— Start Entries —
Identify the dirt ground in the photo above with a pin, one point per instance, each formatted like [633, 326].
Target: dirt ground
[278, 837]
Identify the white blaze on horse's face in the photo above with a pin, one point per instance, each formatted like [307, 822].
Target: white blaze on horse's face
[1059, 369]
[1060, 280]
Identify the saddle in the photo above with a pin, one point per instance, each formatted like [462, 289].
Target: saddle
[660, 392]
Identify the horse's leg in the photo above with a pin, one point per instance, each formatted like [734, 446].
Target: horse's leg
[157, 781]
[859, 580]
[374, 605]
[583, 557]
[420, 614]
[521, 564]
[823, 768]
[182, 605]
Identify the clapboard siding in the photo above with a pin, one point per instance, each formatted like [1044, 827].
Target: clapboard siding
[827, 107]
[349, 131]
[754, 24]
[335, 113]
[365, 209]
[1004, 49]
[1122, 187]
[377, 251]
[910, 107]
— End Entries —
#### What you have to do:
Could you write out the listing again, changing "pin" to "marker" everywhere and leaving everything else as it is?

#### Result for this exercise:
Identify the dirt ground in the photo above with a marker, one point per instance, each formatted like [633, 326].
Target: dirt ground
[278, 837]
Identify the white blaze on horse's face in the photo above with a marker, one point per instance, each formatted like [307, 822].
Target: white blaze on horse's face
[1059, 369]
[1060, 280]
Identify the saddle in the photo above with a marker, one point per instance, each formatted like [462, 289].
Target: saddle
[660, 392]
Identify the horse's leg in the photo above with a marker, one point per instance, each formatted like [734, 446].
Target: horse's leg
[157, 781]
[859, 580]
[374, 605]
[583, 557]
[420, 614]
[521, 564]
[823, 768]
[182, 605]
Identify the clapboard siding in the photo above with a marker, one point per instance, each formatted like [1044, 827].
Target: clapboard siding
[827, 107]
[349, 131]
[754, 24]
[335, 113]
[365, 209]
[1004, 49]
[1122, 187]
[377, 251]
[910, 107]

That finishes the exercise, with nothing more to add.